- Genre: Action, Thriller, Crime, Drama
- Written by: Chatchai Plengpanich
- Directed by: Chatchai Plengpanich
- Starring: Prin Suparat and Natapohn Tameeruks
- Country of origin: Thailand
- Original language: Thai
- No. of episodes: 19

Production
- Producer: Chatchai Plengpanich
- Running time: 120 minutes
- Production companies: Metta & Mahaniyom

Original release
- Network: Channel 3
- Release: October 28 – December 30, 2021

= Game of Outlaws =

Thai thriller-action-crime drama

Game of Outlaws (Thai: เกมล่าทรชน, RTGS: Kem La Thorachon) is a Thai thriller-action-crime drama based on the drama Prajan Lai Payak (พระจันทร์ลายพยัคฆ์).

The story was written and directed by Nok Chatchai Plengpanich under the banner of his production company "Metta & Mahaniyom Co. Ltd." It airs on Channel 3 from 20:30 to 22:30. It airs from 28 October 2021 to 30 December 2021. It also airs on Netflix in 10 countries: Laos, Cambodia, Myanmar, Vietnam, the Philippines, Indonesia, Brunei, Singapore, Malaysia, and Timor-Leste.

========================================================================

> [Required actions]
1. Using the Game of Outlaws text, explain how the production company it lists is connected to the show's writer and director.
2. According to the Game of Outlaws text, how many episodes does the series have?

========================================================================

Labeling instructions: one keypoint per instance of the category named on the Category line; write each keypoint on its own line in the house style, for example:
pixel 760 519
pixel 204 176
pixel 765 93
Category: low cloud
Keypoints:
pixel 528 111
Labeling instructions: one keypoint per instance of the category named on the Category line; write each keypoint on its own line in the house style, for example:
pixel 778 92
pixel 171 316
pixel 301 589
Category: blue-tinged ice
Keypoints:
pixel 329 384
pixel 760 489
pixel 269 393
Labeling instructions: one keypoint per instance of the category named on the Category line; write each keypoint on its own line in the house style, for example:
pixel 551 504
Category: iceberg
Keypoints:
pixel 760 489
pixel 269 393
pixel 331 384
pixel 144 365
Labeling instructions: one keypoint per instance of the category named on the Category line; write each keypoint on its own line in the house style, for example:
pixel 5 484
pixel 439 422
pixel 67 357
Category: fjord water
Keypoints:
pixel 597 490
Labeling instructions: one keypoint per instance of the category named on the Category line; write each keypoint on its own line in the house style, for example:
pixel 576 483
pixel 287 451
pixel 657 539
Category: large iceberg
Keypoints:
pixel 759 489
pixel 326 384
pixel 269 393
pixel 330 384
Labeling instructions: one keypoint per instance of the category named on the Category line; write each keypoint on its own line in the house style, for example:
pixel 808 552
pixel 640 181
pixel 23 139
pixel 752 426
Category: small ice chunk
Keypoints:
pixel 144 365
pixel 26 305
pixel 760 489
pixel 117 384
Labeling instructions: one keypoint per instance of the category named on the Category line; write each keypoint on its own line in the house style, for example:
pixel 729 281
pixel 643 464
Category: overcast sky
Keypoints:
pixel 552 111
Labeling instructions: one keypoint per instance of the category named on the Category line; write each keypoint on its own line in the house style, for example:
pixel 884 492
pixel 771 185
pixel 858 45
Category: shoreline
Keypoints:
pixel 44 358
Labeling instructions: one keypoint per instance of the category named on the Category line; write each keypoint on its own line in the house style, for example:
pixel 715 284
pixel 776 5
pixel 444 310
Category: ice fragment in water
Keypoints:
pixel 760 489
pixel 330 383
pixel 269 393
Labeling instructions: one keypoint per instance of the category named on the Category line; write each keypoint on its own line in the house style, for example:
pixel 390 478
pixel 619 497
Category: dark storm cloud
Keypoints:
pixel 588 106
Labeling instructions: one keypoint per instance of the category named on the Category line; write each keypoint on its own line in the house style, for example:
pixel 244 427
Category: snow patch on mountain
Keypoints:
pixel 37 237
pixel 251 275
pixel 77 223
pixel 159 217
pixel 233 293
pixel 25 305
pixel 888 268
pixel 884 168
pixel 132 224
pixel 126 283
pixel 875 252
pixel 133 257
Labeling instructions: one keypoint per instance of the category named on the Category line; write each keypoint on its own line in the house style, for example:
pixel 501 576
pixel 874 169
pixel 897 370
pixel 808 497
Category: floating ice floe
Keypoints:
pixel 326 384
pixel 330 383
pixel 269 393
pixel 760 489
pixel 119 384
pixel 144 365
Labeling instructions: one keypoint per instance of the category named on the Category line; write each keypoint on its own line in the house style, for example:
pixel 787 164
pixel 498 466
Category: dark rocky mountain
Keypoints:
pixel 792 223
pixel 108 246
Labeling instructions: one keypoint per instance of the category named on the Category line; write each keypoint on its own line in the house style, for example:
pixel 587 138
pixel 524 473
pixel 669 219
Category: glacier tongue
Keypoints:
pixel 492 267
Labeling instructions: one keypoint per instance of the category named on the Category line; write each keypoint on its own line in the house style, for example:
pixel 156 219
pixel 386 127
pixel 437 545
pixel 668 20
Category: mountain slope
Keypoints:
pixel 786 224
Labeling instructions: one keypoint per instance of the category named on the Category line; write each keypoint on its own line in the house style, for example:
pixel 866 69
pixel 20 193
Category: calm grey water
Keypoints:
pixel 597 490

========================================================================

> [Per-task answers]
1. The text says Chatchai Plengpanich wrote and directed the story under the banner of his own production company, Metta & Mahaniyom Co. Ltd. This is the same company named in the production details.

2. 19 episodes.